→ **WRITTEN INSTRUCTION 1**
Name every distinct username that appears as the header of a post in the forum thread about PC builds.
→ **WRITTEN INSTRUCTION 2**
Set down, word for word, the stretch of the forum thread about PC builds from "Liking that build" through "reasonably priced tech-p0rn!".

→ **SUPPLIED PASSAGE**
Ok here you go.  Can't make Dual card config, but has room for future expansion.

CoolerMaster Case - $45
http://www.newegg.com/Product/Product.aspx?Item=N82E16811119161

WD 250GB SATA - $40
http://www.newegg.com/Product/Product.aspx?Item=N82E16822136010

AsRock CF board - $80
http://www.newegg.com/Product/Product.aspx?Item=N82E16813157139

PowerColor 4830 Video Card - $90
http://www.newegg.com/Product/Product.aspx?Item=N82E16814131129

OCZ Fatal1ty 550W PSU - $75
http://www.newegg.com/Product/Product.aspx?Item=N82E16817341022
4GB USB drive free with PSU
http://www.newegg.com/Product/Product.aspx?Item=N82E16820227145

4GB GSkill 8500 mem - $55
http://www.newegg.com/Product/Product.aspx?Item=N82E16820231166

Liteon DVD Burner - $22
http://www.newegg.com/Product/Product.aspx?Item=N82E16827106287

Last is the proc
Kuma 7750 - $67
http://www.newegg.com/Product/Product.aspx?Item=N82E16819103300
(Don't need HS, stock HS that comes with the proc is good enough for OCing)

Total with shipping + tax comes to $519.46.  Mail Rebates - $35.

Assuming you get your rebates your grand total will be *$484.46*


----------



## Binge (Feb 21, 2009)

Here you go!  My late night brain fried special  "Power" "Bling" and "Upgradeable"

https://secure.newegg.com/WishList/MySavedWishLists.aspx?WishListNumber=12491768&WishListTitle=Xazax

The thing that you have to remember is this!!!

http://www.newegg.com/Product/ComboDealDetails.aspx?ItemList=Combo.159011

All together it's like $513 with tax and shipping.  Living in Cali sucks :0

Also if the guy above me doesn't need a heatsink, neither do I  hahaha that would drop the price!


----------



## aCid888* (Feb 21, 2009)

Liking that build there, suraswami...very nice. 

Shame I can't enter..if I'd of won, the money could be donated to TPU as its good to help keep such a useful and polite site running; never know when you'll need help or want to buy some very reasonably priced tech-p0rn!


----------



## JrRacinFan (Feb 21, 2009)

@Suraswami and Xazax

Mail in rebates count against your budget? If so, I can soooo rebuild my wish lists.

@Binge

That combo not available anymore =/


----------



## Dr. Spankenstein (Feb 21, 2009)

JrRacinFan said:


> AMD Wish List
> 
> Intel Wish List



Intel Wish List = Winnah!!!!


----------



## JrRacinFan (Feb 21, 2009)

@ Dr. S

I made a small change to the Intel List....

Your thoughts?


----------



## Dr. Spankenstein (Feb 21, 2009)

Mobo switch? I like either.

Very balanced, intelligent build! Well done!


----------



## JrRacinFan (Feb 21, 2009)

Dr. Spankenstein said:


> Mobo switch? I like either.
> 
> Very balanced, intelligent build! Well done!



Switched out the retail Biostar+e5200 for an Open Box P5Q Pro+e5400


----------



## Binge (Feb 21, 2009)

→ **PROVIDED MATERIAL**
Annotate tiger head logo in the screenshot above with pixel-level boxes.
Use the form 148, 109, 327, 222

→ **TASK RESPONSE 1**
Binge, aCid888*, JrRacinFan, Dr. Spankenstein

→ **TASK RESPONSE 2**
Liking that build there, suraswami...very nice. 

Shame I can't enter..if I'd of won, the money could be donated to TPU as its good to help keep such a useful and polite site running; never know when you'll need help or want to buy some very reasonably priced tech-p0rn!